:: Text section ::
# # # #

The four main principles that are generally attributed to responsible tourism are minimizing environmental impacts, respecting host cultures, maximizing the benefit to local people, maximizing the authenticity of the tourist’s experience. How do LivItaly tours embody all of these?
“We chose the tour group size of 6 because not only will a tourist be passively agreeing to our mission by accepting that size for all the above mentioned reasons but then our tour guides have a voice in it and they can be the educators of this is how things work in this country, this is how you respect this culture, you have more time and the ability to be much more intimate in the explanations of certain sensitive arguments that you would not be able to if you’re just holding a flag, with headphones, just trying to get through a museum with 30 people.
We don’t use headsets unless it’s particularly crowded and noisy or our tour guides are having a bad voice day. So if the environment itself is already so corrupt that we need to absolutely give an aid to our tour guide and we make sure to not use disposable headphones.
Paperless policy: that’s a given. There’s no need of printing anymore.
We don’t use big seater buses. We use only modern mercedes vehicles for local transportation and we are now implementing tours that include high speed trains that generally have a lesser impact than a 50 seater bus.
Respecting host cultures: this is what our tour guides eventually end up doing on every tour. Imagine a food tour, with a group of six, a tour guide, slash foodie will have the ability to introduce the host of the restaurant, tell the story of the restaurant, tell the importance of the food that they’re serving, what’s behind it, where does this food come from. All of this is really important to us and really important to the business that we’re visiting. And then obviously it has much more of an impact if you’re able to look straight into the eyes of your client thanks to the size of the group and make sure that that concept that message that relevancy goes through to that traveler.
We have the option to choose local businesses because we don’t need huge halls or big hotels or chains because we don’t have the need for space. We can choose local businesses, small family-owned places that then will not only benefit from the clients that we directly put in but also will benefit because that client will have found ulterior reasons to explore that business further or to suggest it.”
What makes responsible tourism in Italy so ideal? Can you describe the advantage of experiencing Italy through responsible VS. mass tourism? Has this been confirmed from your audience? If so how?
“I don’t think it’s just about Italy at this point. I think that the ultimate scope, which will probably take years down the line, is that travelers will understand the added value for both themselves, the cultural sake and the territory’s sake that they become advocates of this way of traveling and of these types of choices that we’re teaching them to make. We want them to choose this type of traveling elsewhere and not just Italy. This is part of why we’re trying to expand and go to Paris, London, Barcelona etc. And ultimately therefore in a way kind of oblige the large tour operators to rethink their numbers and rethink the way that they’re offering if they even have the will or the choice at this point.

# # # #

:: Dataset content ::
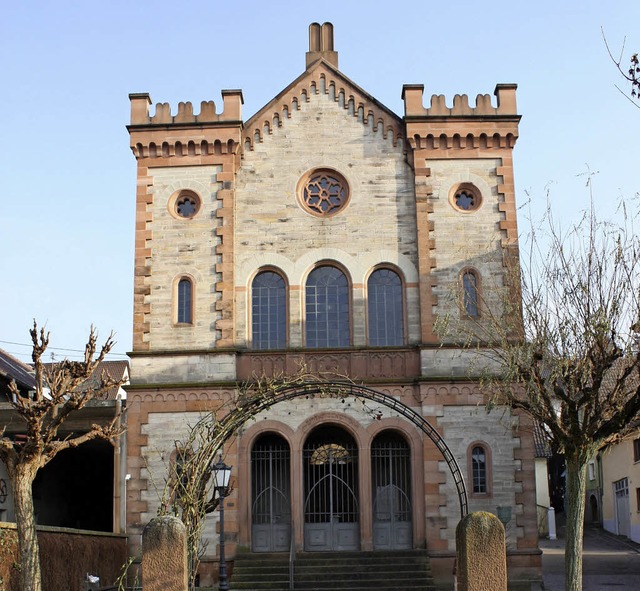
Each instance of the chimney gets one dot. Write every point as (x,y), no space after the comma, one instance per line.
(321,44)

# # # #

:: Requirements ::
[1] In the LivItaly interview, what group size did LivItaly choose for its tours?
[2] Summarize the LivItaly interview in two sentences.
[3] In the LivItaly interview, reproduce everything from "We have the" down to "audience? If so how?".
The material was drawn from a separate source.

:: The solutions ::
[1] Six.

[2] LivItaly keeps tour groups to six so its guides can explain local culture closely, and it avoids printing, disposable headphones and large buses while sending clients to small, family-owned local businesses. Its longer-term aim is for travelers to adopt this way of traveling beyond Italy, which is why it is expanding to cities such as Paris, London and Barcelona and hopes to push large tour operators to rethink their numbers.

[3]
We have the option to choose local businesses because we don’t need huge halls or big hotels or chains because we don’t have the need for space. We can choose local businesses, small family-owned places that then will not only benefit from the clients that we directly put in but also will benefit because that client will have found ulterior reasons to explore that business further or to suggest it.”
What makes responsible tourism in Italy so ideal? Can you describe the advantage of experiencing Italy through responsible VS. mass tourism? Has this been confirmed from your audience? If so how?